Objective: Which lines of the data below contain the word "could"? Pull out each of them in full.

--- Record list ---

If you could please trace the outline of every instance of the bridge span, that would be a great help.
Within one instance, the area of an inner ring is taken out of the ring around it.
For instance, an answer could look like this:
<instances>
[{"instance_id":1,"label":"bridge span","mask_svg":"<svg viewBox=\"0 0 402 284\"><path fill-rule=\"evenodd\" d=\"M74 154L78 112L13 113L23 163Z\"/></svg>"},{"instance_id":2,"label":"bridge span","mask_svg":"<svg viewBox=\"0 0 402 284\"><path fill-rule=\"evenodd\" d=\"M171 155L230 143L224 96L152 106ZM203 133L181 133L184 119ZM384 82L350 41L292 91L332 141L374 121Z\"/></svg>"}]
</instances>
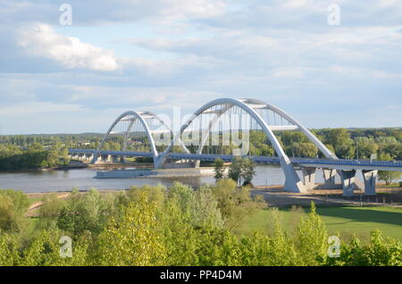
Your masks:
<instances>
[{"instance_id":1,"label":"bridge span","mask_svg":"<svg viewBox=\"0 0 402 284\"><path fill-rule=\"evenodd\" d=\"M100 151L86 149L70 149L69 154L73 157L85 157L92 161L94 156L99 155L104 161L120 162L121 157L147 157L152 158L149 152L122 152L122 151ZM206 154L180 154L170 153L167 158L172 160L187 160L214 162L221 158L224 162L233 161L231 155L206 155ZM245 156L255 163L281 165L281 160L277 156ZM289 158L293 166L300 168L303 174L303 183L306 189L315 187L316 169L322 169L323 179L327 188L335 188L335 175L341 177L344 196L352 196L355 188L355 178L357 171L361 171L364 181L364 194L375 195L375 183L378 171L402 171L402 162L387 162L373 160L347 160L347 159L316 159L316 158Z\"/></svg>"},{"instance_id":2,"label":"bridge span","mask_svg":"<svg viewBox=\"0 0 402 284\"><path fill-rule=\"evenodd\" d=\"M335 187L335 176L339 174L344 196L353 195L356 171L363 173L366 195L375 194L378 171L402 171L402 162L339 159L314 133L284 111L255 99L216 99L197 110L180 130L173 132L169 125L151 112L128 111L112 123L96 150L70 149L70 155L86 157L91 163L99 159L124 162L125 157L148 157L156 169L163 168L167 160L191 161L198 167L200 161L212 162L220 157L230 162L242 155L255 163L280 165L285 175L284 188L291 192L313 188L316 169L322 169L328 188ZM278 131L299 131L322 157L289 158L275 135ZM260 144L259 151L272 149L273 153L252 155L256 146L250 145L250 137L264 141L265 147ZM120 151L109 150L116 148L117 144ZM231 153L225 153L228 149ZM301 169L303 180L295 169Z\"/></svg>"}]
</instances>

---

Response to the exercise:
If you could please trace the outline of every instance of the bridge span, that would be a great help.
For instance, an answer could look like this:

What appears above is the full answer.